§ **Directions**
1. Reproduce verbatim everything in the poetry critique from "- Also, wouldn’t" down to "awful her ex is.".
2. Extend the poetry critique onward from its final sentence.

§ **Passage for review**
- Opening Delimiter -
3. Meinberg – Time Sucks

My interpretation:

An angst-plagued narrator laments their personal woes, then despairs of a dying world gripped by oligarchy.

The strengths:

- Strong choice of epigraph.

- The poem reads like a stereotypical millenial’s lament and although that will irk some people, I personally feel some degree of connection to its message. One can understand where the narrator is coming from, even if one disagrees with their approach to dealing with what’s wrong in the world. It can be painful getting older in a bleaker world.

The weaknesses:

- Though the poem emphasizes that the rich olds cling to life, the epigraph holds that everyone will die (i.e. including oligarchs). Rather than explore any possible meaning or significance, even as a pyrrhic victory, in the oligarchs’ inevitable deaths, the narrator descends into ‘nothing-matters.’

- Despite being “older than [they] should be,” the narrator’s voice comes across as immature. The title reflects this immaturity, but so does the almost adolescent tone struck by the narrator’s angst. The voice isn’t likable, and that’s because of its passivity. I do realize Bhartrhari’s poem highlights our helplessness to escape the ravages of time. But it’s one thing to be passive with respect to aging, and another to be passive with respect to all of life. None of that is to say the narrator is devoid of good reason to lament, but their approach to suffering is not much more sophisticated than “I’m taking my ball and going home.”

- It’s rather on-the-nose. The poem would be more artful if it had some subtlety, some sense of invitation for the reader to make interpretations. Otherwise, it could use a “volta,” a poetic turn which would help its progression. The piece is scarcely more than a list of complaints. It really needs to develop, to go somewhere.

- Also, wouldn’t a question mark at the end of the last line work better?

4. Antivehicular – Lament, With Fantasies

My interpretation:

A woman who survived being raped by her male partner candidly details her fantasies about what should’ve happened to him. She also reflects on her own experience of pain in that toxic relationship.

The strengths:

- The characterization works well. I get a pretty strong sense of who the narrator is, and the differences between her past and present self. I empathize with her, and I experience lots of vicarious anger reading this piece. I also get a clear glimpse at just how awful her ex is.

- You took a risk writing such intense content up to and including detailing some violent fantasy. I feel like in nearly all cases in which a poem would be this favorable to violent fantasy, the judges would rebuke it. But I think the risk pays off for you here; your piece makes it all work in a way that would be difficult for most similar poems to accomplish. Partly it works because of how much empathy the reader has for the narrator. I also like that it challenges the traditionally gendered expectation that violent fantasies are an essentially male experience. BTW that subversion kind of reminds me of the Innuendo Studios review of Fury Road, and that’s a good thing, but I digress.

-The language is reasonably good; the final two lines are especially strong.

- The poem benefits from its connection to the epigraph. One can see how depicting Aphrodite (love) as bloodied and disheveled primes the reader to examine a romantic relationship gone horribly wrong. And since Bion’s poem is a lament, it sets an appropriate tone for your lament.
- Closing Delimiter -
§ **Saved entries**
- Opening Delimiter -
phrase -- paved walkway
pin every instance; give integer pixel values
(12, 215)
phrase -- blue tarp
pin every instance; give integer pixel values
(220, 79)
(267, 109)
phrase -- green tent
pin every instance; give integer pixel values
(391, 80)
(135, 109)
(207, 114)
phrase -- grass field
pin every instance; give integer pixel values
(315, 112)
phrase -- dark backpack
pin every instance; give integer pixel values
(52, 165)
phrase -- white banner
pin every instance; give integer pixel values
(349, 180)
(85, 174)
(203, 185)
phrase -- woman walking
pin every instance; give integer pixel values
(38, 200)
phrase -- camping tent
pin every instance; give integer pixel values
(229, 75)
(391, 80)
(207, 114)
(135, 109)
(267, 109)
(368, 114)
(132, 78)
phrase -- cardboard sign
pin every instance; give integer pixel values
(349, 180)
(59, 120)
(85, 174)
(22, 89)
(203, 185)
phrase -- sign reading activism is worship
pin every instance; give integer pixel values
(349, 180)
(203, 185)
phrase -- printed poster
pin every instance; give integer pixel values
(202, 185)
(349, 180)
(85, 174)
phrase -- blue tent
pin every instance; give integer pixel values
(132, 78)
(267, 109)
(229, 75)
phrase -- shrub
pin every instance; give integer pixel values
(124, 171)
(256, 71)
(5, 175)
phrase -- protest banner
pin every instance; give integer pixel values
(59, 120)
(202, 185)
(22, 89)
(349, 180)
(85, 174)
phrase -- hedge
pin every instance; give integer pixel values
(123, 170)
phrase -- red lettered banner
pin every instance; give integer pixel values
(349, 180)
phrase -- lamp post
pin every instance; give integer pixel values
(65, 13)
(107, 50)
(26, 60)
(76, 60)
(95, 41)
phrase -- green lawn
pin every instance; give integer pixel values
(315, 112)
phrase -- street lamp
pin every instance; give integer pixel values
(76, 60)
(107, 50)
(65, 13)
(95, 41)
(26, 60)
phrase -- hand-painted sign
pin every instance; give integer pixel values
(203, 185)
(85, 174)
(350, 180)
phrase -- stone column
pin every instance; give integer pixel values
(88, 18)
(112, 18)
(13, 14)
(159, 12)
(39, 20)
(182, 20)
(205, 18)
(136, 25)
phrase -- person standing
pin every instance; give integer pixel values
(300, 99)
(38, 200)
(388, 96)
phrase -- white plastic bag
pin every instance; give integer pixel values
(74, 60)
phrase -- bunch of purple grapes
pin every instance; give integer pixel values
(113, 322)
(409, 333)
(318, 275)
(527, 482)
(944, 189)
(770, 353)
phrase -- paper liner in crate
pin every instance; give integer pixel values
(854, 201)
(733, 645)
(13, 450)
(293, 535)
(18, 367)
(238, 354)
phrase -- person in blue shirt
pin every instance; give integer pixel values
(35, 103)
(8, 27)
- Closing Delimiter -
§ **Responses in order**
1.
- Also, wouldn’t a question mark at the end of the last line work better?

4. Antivehicular – Lament, With Fantasies

My interpretation:

A woman who survived being raped by her male partner candidly details her fantasies about what should’ve happened to him. She also reflects on her own experience of pain in that toxic relationship.

The strengths:

- The characterization works well. I get a pretty strong sense of who the narrator is, and the differences between her past and present self. I empathize with her, and I experience lots of vicarious anger reading this piece. I also get a clear glimpse at just how awful her ex is.

2.
The weaknesses:

- Although the poem shows readers how the narrator feels about her ex, I wish the poem detailed with more precision how the narrator feels about having these fantasies. What is a fantasy to her? Are the fantasies cordoned off in the recesses of her head such that she can explore intense, justifiably vengeful feelings on her own terms and in that relative mental safety? Or does she go through life actively burning at the forefront of her mind with the (understandable) wish for her ex to suffer? I know what her specific fantasies consist of, but I don’t know how the narrator tends to experience fantasy itself.

- For all its strengths, the poem nevertheless resides very much on the surface. That is, it doesn’t call for the reader’s discovery, exploration, or subjective interpretation. The meaning and significance is all just there. As such, the reader is less able to engage more deeply with the piece.

5. Elentor – The Last Ennui

My interpretation:

Narrator waxes about wishing for non-existence.

The strengths:

- Strong thematic relationship between poem and epigraph.

- The last line works fairly well for me.

The weaknesses:

- The first stanza is cliché, echoes of too well-trodden Hamlet language.

- Third stanza is weak. The slant rhyme entropy/misery is awkward. As for the meaning, I do understand where you’re coming from using “entropy” here since it denotes decay or disorganization. However, without a smoother segue, it’s a rough transition to move from old-fashioned language discussing “the sleep of death” to the relatively modern physics concept of “entropy.” That is to say that, while thematically justified, the language of “entropy” still feels too out-of-the-blue, and disconnected from the rest of the poem’s lexicon.

- Using archaic language is often a great choice, but its use has to be much smoother than this.

- Since the choice of epigraph is the strongest part of the poem, the poem is eclipsed by it rather than enhanced by it.

6. sebmojo – it made me think of steve

My interpretation:

Seems straightforward. The narrator lost a loved one, Steve. Now the narrator sees things that remind them of Steve even in the clouds.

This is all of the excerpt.